Problem statement:
Restate the whole listing word for word. Pictures are left out.

================================

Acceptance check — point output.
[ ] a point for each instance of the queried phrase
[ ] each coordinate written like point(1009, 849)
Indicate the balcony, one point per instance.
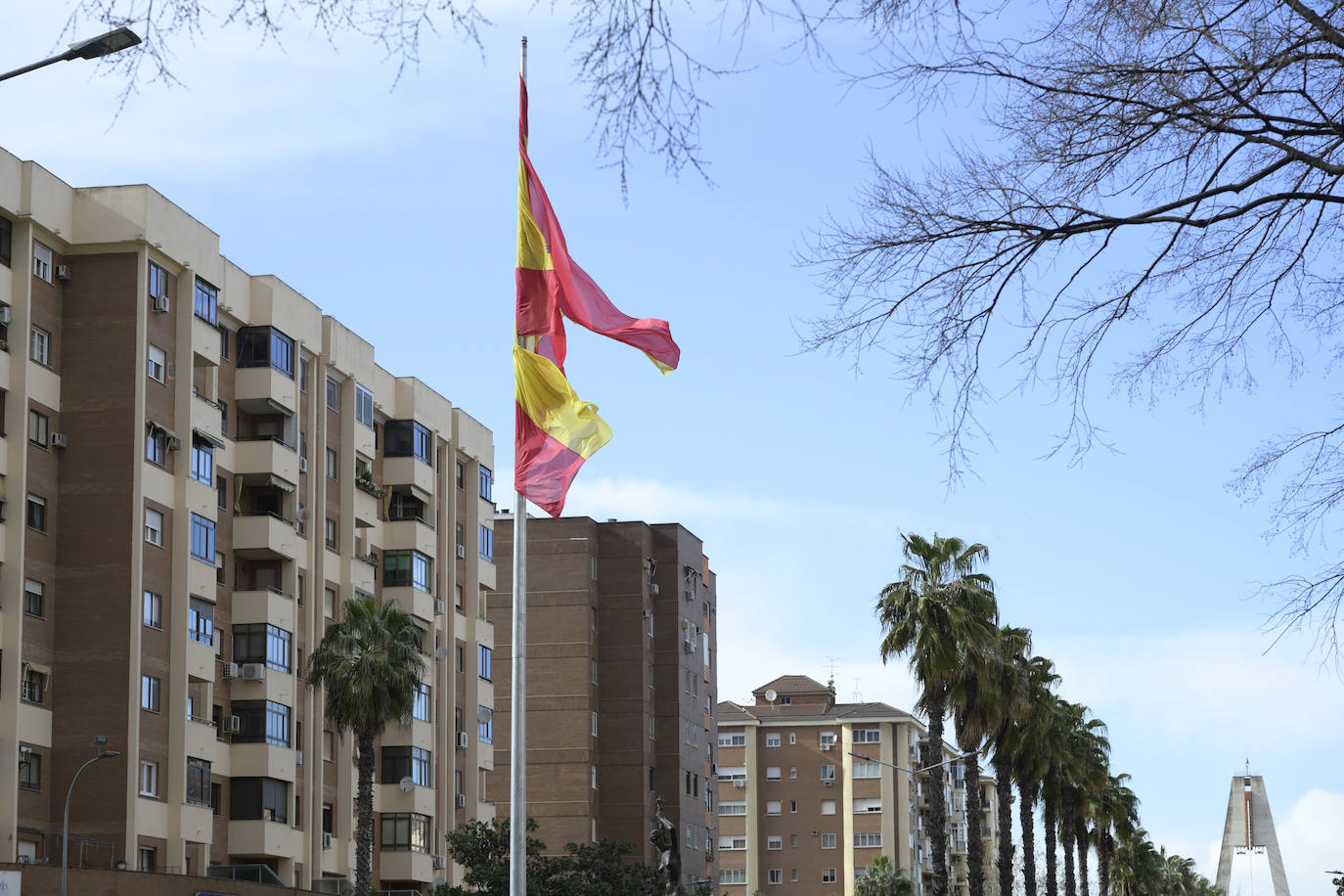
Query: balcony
point(265, 536)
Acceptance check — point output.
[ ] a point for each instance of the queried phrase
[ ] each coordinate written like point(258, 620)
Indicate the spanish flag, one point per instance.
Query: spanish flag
point(556, 428)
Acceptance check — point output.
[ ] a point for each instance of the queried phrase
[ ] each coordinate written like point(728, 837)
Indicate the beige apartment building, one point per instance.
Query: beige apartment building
point(197, 469)
point(622, 669)
point(800, 813)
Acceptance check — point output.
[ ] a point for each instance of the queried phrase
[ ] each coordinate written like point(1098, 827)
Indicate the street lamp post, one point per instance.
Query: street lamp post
point(918, 880)
point(65, 831)
point(93, 49)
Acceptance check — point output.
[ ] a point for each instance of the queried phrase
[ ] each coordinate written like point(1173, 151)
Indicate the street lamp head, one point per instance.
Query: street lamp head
point(103, 45)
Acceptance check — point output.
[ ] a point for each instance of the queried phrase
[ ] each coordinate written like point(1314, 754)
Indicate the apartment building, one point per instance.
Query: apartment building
point(197, 469)
point(621, 680)
point(798, 810)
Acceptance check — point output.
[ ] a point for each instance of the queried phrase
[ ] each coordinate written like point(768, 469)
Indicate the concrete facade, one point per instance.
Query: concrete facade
point(622, 669)
point(198, 468)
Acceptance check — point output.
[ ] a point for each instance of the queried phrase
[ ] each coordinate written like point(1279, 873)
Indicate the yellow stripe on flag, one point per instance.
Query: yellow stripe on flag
point(546, 396)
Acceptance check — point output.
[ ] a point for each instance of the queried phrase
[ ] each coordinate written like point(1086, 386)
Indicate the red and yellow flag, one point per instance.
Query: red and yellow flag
point(556, 430)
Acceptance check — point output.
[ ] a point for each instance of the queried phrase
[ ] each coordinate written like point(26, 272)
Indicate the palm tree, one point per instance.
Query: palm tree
point(941, 611)
point(370, 665)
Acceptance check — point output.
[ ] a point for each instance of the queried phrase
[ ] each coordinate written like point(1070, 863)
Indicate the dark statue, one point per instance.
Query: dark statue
point(669, 853)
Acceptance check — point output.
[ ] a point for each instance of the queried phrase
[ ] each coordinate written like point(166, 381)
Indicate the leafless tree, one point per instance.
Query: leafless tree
point(1157, 205)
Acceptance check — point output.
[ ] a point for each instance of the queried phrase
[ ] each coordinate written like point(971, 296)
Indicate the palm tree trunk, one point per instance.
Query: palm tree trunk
point(365, 808)
point(1003, 792)
point(1028, 841)
point(1066, 841)
point(974, 845)
point(1052, 806)
point(937, 702)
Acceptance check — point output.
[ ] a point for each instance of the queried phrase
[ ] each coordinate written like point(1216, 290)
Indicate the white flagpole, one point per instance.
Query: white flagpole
point(517, 709)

================================

Correct answer:
Acceptance check — point output.
[ ] a point for each instance of the queried phrase
[ ] each coordinate written like point(1009, 849)
Indicate the balcony, one point per instance.
Query: balcony
point(265, 536)
Acceptance check — point output.
[ ] a point for each instance of the queried phrase
[ ] each coordinate written like point(258, 620)
Indicate the spanish flag, one point per instance.
Query: spanish flag
point(556, 428)
Acceptance check — point output.
[ ] a point for each instance of the queried phrase
[ ] each coordinate written like point(728, 837)
Indicate the beige apartment building, one point per instance.
Query: beige apartment building
point(197, 469)
point(622, 669)
point(800, 813)
Acceptance check — point output.
[ ] a point for each instance of the queried phrase
[ ] each coordinate written like point(1098, 827)
Indicate the street lamp post, one point per instance.
Query: street lamp post
point(918, 880)
point(65, 831)
point(93, 49)
Acceptance check — point output.
[ ] a point for each instance of the queried phrase
[ ] each coordinate written like point(1173, 151)
Indicate the street lamp head, one point per instance.
Query: street lamp head
point(103, 45)
Acceptance check — point output.
[ ] a point for each instance of the queried phrase
[ ] each coordinate written like point(1314, 754)
Indicate the apartment building, one point per instance.
Query: apartment building
point(197, 469)
point(621, 680)
point(798, 810)
Acceptance check — point output.
[ ] a point for each instance of the queried phrase
[ ] each coordinate written like point(768, 469)
Indicate the concrete facade, one point per instance.
Query: concrete facade
point(622, 669)
point(198, 468)
Acceptance check — point output.
[ ] a point for each instance of the queried phrase
[ ] each coordinate written like point(1279, 873)
Indicate the yellow stripe on flag, one point per instance.
Query: yellow stripe on flag
point(546, 396)
Acceptance check — point output.
[ ] a point for each instance of the queried phrase
[ ] each coordinate written like point(1086, 386)
Indicate the red and yellow flag, one point per instance.
Query: red and yellow flag
point(556, 430)
Acceptance check — point output.
[ ] a point for each instance of the queried phrase
[ ] each coordinate written like point(26, 272)
Indicate the palm tree, one point per instance.
Query: palm tree
point(941, 611)
point(370, 665)
Acceptance check — point output.
[ ] a point for each instance of the queried phrase
[ ] each coordinate written like point(1070, 863)
Indicate the dark statue, one point per instance.
Query: dark statue
point(669, 853)
Acceptance check — point output.
[ ] a point for each instance of the queried phrase
[ ] each coordinate written like point(166, 381)
Indicate the leafless tree, one point per instance.
Query: leafless tree
point(1157, 205)
Acceptance check — point output.
[ ] a point for each instance of the queried phrase
[ ] each coordinate written like point(971, 296)
Indicate the palm tree trunk, one point per instance.
Query: palm tree trunk
point(365, 808)
point(1003, 792)
point(1028, 841)
point(1066, 841)
point(974, 845)
point(1052, 806)
point(937, 702)
Acceptance check — point output.
[ ] a point for each instance of the queried phrase
[ ] each coordinate written like point(1216, 290)
Indicate the white flagpole, one point per instance.
Query: white flagpole
point(517, 709)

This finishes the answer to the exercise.